* OBJECTIF *
Prolongez l'extrait cité ci-dessous, consacré à la langue des textes spécialisés et à la terminologie de Freud, en reprenant après sa dernière phrase.

* EXTRAIT CITÉ *
#####

La priorité est donnée à la forme substantive par rapport à la forme verbale.

Dans les tournures verbales, on utilise plus volontiers la forme passive que la forme active.

Les expressions à connotation affective sont absentes.

Le style est plutôt pragmatique ce qui ne l'empêche pas d'être esthétique si l'auteur a du talent.

La forme n'a pas de valeur propre ; c'est le sens qui prime.

Quand un professionnel choisit de lire un auteur de sa spécialité, il s'attend à le comprendre. Il souhaite tirer du texte des informations, sur la base des connaissances qu'il possède déjà. L'auteur en est conscient et c'est pourquoi son premier souci sera la clarté. Il facilitera la compréhension du texte en évitant les termes et les constructions ambigus et se servira largement de la terminologie spécifique, clairement définie. Un tel texte fini, prêt à être publié, est donc une construction intellectuelle orientée vers un but, celui de transmettre des informations, et l'auteur a volontairement recours à des stratégies pour obtenir ce but. Nous sommes loin de la libre association caractéristique du discours de l'individu en analyse où le but est précisément l'ambiguïté autorisant des interprétations multiples. Idéalement donc un texte scientifique laissera peu de place à l'interprétation, par opposition aux textes littéraires d'ailleurs qui ne nous intéressent pas ici.

Les termes de spécialité se forgent avec l'émergence de connaissances nouvelles, de technologies nouvelles et, toujours dans le souci de clarté, les correspondances qui leur sont attribuées dans les différentes langues ne doivent plus être modifiées une fois qu'elles sont entrées en usage, même si l'on peut regretter parfois dans l'après-coup de ne pas avoir opté pour une traduction plus pertinente dans tel cas précis. Les spécialistes connaissent la signification du terme, ont l'habitude de l'utiliser et c'est ce qui compte.

Freud a établi sa terminologie surtout en donnant des acceptions nouvelles a des termes déjà existants, souvent par référence à des phénomènes chimiques ou physiques4. Mais les termes dévoyés par Freud sont généralement aussi des termes du langage courant. C'est pourquoi Freud les utilise nécessairement tantôt dans leur acception psychanalytique tantôt dans leurs différentes acceptions du langage courant.

#####

* MATÉRIEL FOURNI *

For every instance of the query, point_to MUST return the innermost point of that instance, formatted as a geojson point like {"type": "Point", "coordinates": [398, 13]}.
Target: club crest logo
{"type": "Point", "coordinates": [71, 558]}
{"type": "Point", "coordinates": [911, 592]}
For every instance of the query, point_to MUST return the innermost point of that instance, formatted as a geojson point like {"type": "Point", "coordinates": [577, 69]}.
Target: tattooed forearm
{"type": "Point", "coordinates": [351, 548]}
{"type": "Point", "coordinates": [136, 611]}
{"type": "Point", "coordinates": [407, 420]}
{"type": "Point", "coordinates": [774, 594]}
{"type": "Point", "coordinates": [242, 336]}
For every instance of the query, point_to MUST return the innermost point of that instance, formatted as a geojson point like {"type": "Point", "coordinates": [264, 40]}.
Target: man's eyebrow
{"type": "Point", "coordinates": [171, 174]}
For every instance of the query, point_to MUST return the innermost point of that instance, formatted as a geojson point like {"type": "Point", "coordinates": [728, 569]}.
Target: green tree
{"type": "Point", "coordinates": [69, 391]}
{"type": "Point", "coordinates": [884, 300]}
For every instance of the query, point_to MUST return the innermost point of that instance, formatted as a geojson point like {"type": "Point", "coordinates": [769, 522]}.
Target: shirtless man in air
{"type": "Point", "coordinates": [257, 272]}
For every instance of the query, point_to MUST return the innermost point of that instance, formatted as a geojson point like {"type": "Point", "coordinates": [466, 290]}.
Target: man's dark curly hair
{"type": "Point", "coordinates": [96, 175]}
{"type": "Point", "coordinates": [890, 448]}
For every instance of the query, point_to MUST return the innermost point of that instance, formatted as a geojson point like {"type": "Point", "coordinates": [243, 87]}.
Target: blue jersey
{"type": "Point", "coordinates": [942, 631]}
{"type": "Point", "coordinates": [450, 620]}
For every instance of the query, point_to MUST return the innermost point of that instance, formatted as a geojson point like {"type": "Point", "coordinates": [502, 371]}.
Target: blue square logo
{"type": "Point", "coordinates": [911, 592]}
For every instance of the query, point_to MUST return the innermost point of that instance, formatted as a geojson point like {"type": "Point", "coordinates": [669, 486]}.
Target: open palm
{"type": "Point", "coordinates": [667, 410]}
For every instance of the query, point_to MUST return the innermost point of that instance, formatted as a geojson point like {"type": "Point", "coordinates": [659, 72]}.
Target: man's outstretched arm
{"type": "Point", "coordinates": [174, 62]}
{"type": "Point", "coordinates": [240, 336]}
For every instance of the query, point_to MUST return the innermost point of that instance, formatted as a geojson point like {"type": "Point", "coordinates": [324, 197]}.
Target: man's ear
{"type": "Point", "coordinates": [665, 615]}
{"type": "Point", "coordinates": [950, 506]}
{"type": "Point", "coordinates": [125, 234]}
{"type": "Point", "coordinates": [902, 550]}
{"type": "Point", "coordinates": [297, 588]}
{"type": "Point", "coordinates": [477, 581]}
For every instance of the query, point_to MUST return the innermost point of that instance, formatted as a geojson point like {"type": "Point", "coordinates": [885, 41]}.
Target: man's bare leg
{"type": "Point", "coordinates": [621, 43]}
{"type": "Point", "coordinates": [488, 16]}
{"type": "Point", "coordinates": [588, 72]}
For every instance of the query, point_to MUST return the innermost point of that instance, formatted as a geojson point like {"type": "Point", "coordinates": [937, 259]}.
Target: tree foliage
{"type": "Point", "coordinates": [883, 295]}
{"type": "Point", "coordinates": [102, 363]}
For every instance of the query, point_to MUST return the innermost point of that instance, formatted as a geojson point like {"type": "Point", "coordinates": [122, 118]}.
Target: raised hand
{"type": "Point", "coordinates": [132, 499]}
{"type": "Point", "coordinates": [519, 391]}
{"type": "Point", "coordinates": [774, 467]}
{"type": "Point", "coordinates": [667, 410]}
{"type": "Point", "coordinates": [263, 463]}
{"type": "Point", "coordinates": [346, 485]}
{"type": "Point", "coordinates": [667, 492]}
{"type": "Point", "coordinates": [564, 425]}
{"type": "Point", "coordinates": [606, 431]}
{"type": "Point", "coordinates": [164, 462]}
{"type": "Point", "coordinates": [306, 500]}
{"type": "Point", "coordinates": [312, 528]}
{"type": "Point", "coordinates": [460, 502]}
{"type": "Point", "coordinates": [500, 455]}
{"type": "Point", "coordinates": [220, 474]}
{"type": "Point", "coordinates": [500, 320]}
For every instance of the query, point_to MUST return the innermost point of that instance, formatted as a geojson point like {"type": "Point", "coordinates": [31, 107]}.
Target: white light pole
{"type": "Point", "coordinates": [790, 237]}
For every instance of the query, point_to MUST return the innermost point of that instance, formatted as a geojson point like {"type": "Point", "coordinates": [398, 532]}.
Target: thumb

#####

* RÉSULTAT ATTENDU *
Tournons-nous maintenant vers les traductions françaises des textes de Freud. D'après Roudinesco « les œuvres de Freud sont disponibles en totalité et en plusieurs versions »5 (françaises). A titre d'exemple : en 1982, « Le Coq Héron »6 recense 17 traductions du texte « La négation ». Je ne sais pas quel en est le nombre aujourd'hui, presque 20 ans plus tard … La diversité des traductions s'explique sans aucun doute par les querelles sur la manière de procéder plutôt que par les défauts des premières traductions réalisées notamment par Berman, Bonaparte et Jankélévitch. La grande majorité des traductions que j'ai eu l'occasion d'étudier (par extraits) - qu'elles soient « officielles » et disponibles en librairie ou « officieuses » et circulant seulement dans des groupes de travail – comportent des erreurs. A part cela elles se distinguent les unes des autres par leur style, leur terminologie et leur lisibilité qui sont fonction des principes adoptés pour leur réalisation.

Les premières traductions se lisent très bien, mais ne respectent pas toujours le sens et s'éloignent souvent inutilement du texte d'origine, si bien qu'elles s'approchent parfois plus de la production nouvelle que de la reproduction. On comprend alors qu'on ait voulu se rapprocher de Freud d'une part et corriger les fautes d'autre part. A partir de là sont nées des initiatives variées, pas toujours heureuses. Car ils s'avère que les personnes animées de bonnes intentions qui dénoncent les égarements et proposent d'autres solutions ne sont pas forcément plus compétentes que les personnes qu'elles critiquent. On ne peut guère leur en faire le reproche puisque ce ne sont pas des professionnels. Par contre on peut leur reprocher de ne pas admettre que la traduction repose sur des connaissances solides, linguistiques d'abord, et qu'elle ne s'improvise pas. Des exemples concrets pourront nous éclairer.

En 1982 André Bolzinger, un auteur très intéressant par ailleurs, publie une critique de la traduction des « Etudes sur l'hystérie » réalisée par Berman et propose sa propre traduction des extraits qu'il étudie7. Il traduit correctement ce passage que Freud écrit sur Emmy von N. :

Elle a lu dans le journal Frankfurter Zeitung, qui est posé devant elle sur la table, qu'un apprenti avait ligoté un jeune garçon8 et qu'il lui avait introduit une souris blanche dans la bouche ; le jeune garçon en serait mort de frayeur.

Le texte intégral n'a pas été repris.